L’Organizzazione degli Stati Americani chiede l’intervento degli esperti investigatori per ricostruire i fatti del tentato golpe venezuelano, esperti che cercheranno anche di spiegare la verità sulle televisioni private oscurate e sulla stampa manipolata e censurata. L’unica cosa di cui potremo comunque essere certi è che nelle ore del golpe le versioni on-line dei giornali venezuelani non erano disponibili.
Golpisti in cerca di asilo
I militari che hanno portato a termine il golpe dell’11 aprile hanno chiesto asilo all’ambasciata boliviana di Caracas. Il governo di Quiroga sta decidendo, proprio in queste ore, se concedere asilo ai militari. Una possibilità prevista dal governo boliviano è quella di dare asilo alle famiglie dei golpisti ma non ai militari. Il Congresso dovrebbe decidere entro questa settimana.
Il Comandante Efrain Vasquez e il Generale Ramirez Poveda, due dei militari più alto in grado, componenti del golpe in Venezuela l’11 aprile notte, sono stati allievi ai corsi della famosa “scuola dei dittatori”: la School of Americas con sede a Fort Benning in Georgia.
Golpe in Venezuela.
La notte dell’undici aprile 2001 alcuni alti ufficiali prendono il controllo del Paese mettendo a capo di un governo civile-militare “di transizione” l’industriale Pedro Carmonas. Ma informazioni apparse adirittura sulla stampa nordamericana, ci dicono che il piano era già a conoscenza degli Stati Uniti. Gli alti ufficiali venezuelani coinvolti nel golpe erano in stretto contatto con l’ambasciata USA da fine febbraio. Quanti sapevano e mantengono il segreto?
Lunedì 15 aprile, il settimanale americano “Newsweek” annunciava che i militari golpisti venezuelani erano in contatto con l’ambasciata americana a Caracas da almeno due mesi. Il periodico cita fonti all’interno della amministrazione Bush, che avrebbero confermato come alla fine di febbraio alcuni ufficiali dissidenti venezuelani avrebbero informato l’ambasciata dei loro piani.
Aerei gratis
Prova indiretta di tale informazione la ritroviamo tra le righe del New York Times, riverito quotidiano, che rivela come fin dallo scorso mese proprio l’ambasciata americana a Caracas fosse stata autorizzata ad organizzare dei viaggi gratuiti per tutti quei cittadini americani che avessero voluto tornare in patria vista “la continua instabilità della situazione politica e della sicurezza in Venezuela”. In un comunicato ricevuto proprio dall’ambasciata statunitense –ricordiamo, un mese prima del golpe – si legge: “Scontri violenti, saccheggi e dimostrazioni possono esplodere in qualunque momento”. Per questo “i cittadini statunitensi in Venezuela devono considerare la loro personale condizione di sicurezza e prendere le misure che considerano necessarie per garantirle, anche se ciò dovesse significare di dover lasciare il paese”. Secondo il New York Times, questo dispaccio avrebbe la stessa data del giorno in cui il governo statunitense si è incontrato con i dirigenti dell’opposizione a Chavez. Tra loro, Pedro Carmona, poi presidente ad interim del governo dei golpisti, e il capo militare Lucas Romero Rincon.

☆ ☆ ☆ ☆

## CONSEGNA:
Nel testo citato sul golpe in Venezuela, presso quale ambasciata hanno chiesto asilo i militari golpisti dell'11 aprile?

## RIGHE FORNITE:
☆ ☆ ☆ ☆

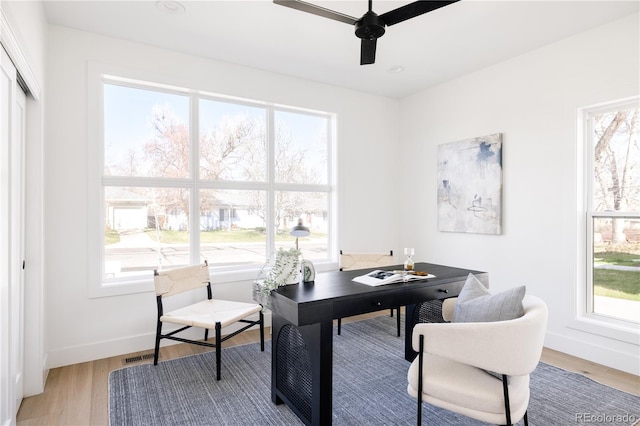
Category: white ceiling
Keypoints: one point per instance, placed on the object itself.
(432, 48)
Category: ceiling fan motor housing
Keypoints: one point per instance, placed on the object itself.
(370, 26)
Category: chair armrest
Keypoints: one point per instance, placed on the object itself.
(507, 347)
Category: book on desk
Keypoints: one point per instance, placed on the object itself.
(381, 277)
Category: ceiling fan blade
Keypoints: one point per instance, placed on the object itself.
(368, 51)
(412, 10)
(317, 10)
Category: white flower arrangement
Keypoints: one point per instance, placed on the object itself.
(282, 269)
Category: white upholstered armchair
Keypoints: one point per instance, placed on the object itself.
(451, 369)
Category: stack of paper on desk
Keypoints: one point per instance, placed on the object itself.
(380, 277)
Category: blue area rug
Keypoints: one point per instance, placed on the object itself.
(370, 382)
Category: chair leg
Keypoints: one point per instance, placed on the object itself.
(507, 407)
(420, 359)
(261, 332)
(156, 352)
(218, 349)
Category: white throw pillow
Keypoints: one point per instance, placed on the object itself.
(476, 304)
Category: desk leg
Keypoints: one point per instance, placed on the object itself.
(409, 353)
(302, 369)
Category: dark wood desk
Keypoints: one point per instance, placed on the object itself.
(302, 327)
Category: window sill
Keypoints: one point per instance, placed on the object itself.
(608, 327)
(145, 284)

☆ ☆ ☆ ☆

## RISPOSTA CORRETTA:
Presso l'ambasciata boliviana di Caracas.